- AIM OF THE TASK:
Could you render the lines below as a JSON list of strings, with one string for each line and any blank lines left out?

- RECORDS SUPPLIED:
=======

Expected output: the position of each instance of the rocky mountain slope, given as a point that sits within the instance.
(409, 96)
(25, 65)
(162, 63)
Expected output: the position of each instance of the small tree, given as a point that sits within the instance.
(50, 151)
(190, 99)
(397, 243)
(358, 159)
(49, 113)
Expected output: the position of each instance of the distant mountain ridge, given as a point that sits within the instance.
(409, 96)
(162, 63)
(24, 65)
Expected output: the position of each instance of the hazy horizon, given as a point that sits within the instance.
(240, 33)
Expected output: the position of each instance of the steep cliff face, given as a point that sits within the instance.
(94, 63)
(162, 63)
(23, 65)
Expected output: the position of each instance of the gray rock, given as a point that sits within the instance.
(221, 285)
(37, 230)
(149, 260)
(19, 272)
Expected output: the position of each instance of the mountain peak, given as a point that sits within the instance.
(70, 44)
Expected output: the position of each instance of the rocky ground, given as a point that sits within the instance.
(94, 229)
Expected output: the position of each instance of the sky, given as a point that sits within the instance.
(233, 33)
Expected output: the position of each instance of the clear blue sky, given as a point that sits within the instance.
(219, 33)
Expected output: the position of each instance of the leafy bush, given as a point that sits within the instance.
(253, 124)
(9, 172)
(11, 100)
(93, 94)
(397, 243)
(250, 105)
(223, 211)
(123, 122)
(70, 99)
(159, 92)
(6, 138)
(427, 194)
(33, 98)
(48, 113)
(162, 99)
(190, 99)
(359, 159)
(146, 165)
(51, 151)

=======

- WRITTEN ANSWER:
[
  "Expected output: the position of each instance of the rocky mountain slope, given as a point that sits within the instance.",
  "(409, 96)",
  "(25, 65)",
  "(162, 63)",
  "Expected output: the position of each instance of the small tree, given as a point that sits within the instance.",
  "(50, 151)",
  "(190, 99)",
  "(397, 243)",
  "(358, 159)",
  "(49, 113)",
  "Expected output: the position of each instance of the distant mountain ridge, given as a point that sits within the instance.",
  "(409, 96)",
  "(162, 63)",
  "(24, 65)",
  "Expected output: the position of each instance of the hazy horizon, given as a point that sits within the instance.",
  "(240, 33)",
  "Expected output: the position of each instance of the steep cliff face, given as a point that sits within the instance.",
  "(94, 63)",
  "(162, 63)",
  "(23, 65)",
  "Expected output: the position of each instance of the gray rock, given as a point that sits within the instance.",
  "(221, 285)",
  "(37, 230)",
  "(149, 260)",
  "(19, 272)",
  "Expected output: the position of each instance of the mountain peak, given as a point that sits within the instance.",
  "(70, 44)",
  "Expected output: the position of each instance of the rocky ground, given as a point that sits within the instance.",
  "(94, 229)",
  "Expected output: the position of each instance of the sky, given as a point that sits within the instance.",
  "(233, 33)",
  "Expected output: the position of each instance of the clear blue sky, given as a point that sits within the instance.",
  "(219, 33)",
  "Expected output: the position of each instance of the leafy bush, given as a point that sits within the instance.",
  "(253, 124)",
  "(9, 172)",
  "(11, 100)",
  "(93, 94)",
  "(397, 243)",
  "(250, 105)",
  "(223, 211)",
  "(123, 122)",
  "(70, 99)",
  "(159, 92)",
  "(6, 138)",
  "(427, 194)",
  "(33, 98)",
  "(48, 113)",
  "(162, 99)",
  "(190, 99)",
  "(359, 159)",
  "(146, 165)",
  "(51, 151)"
]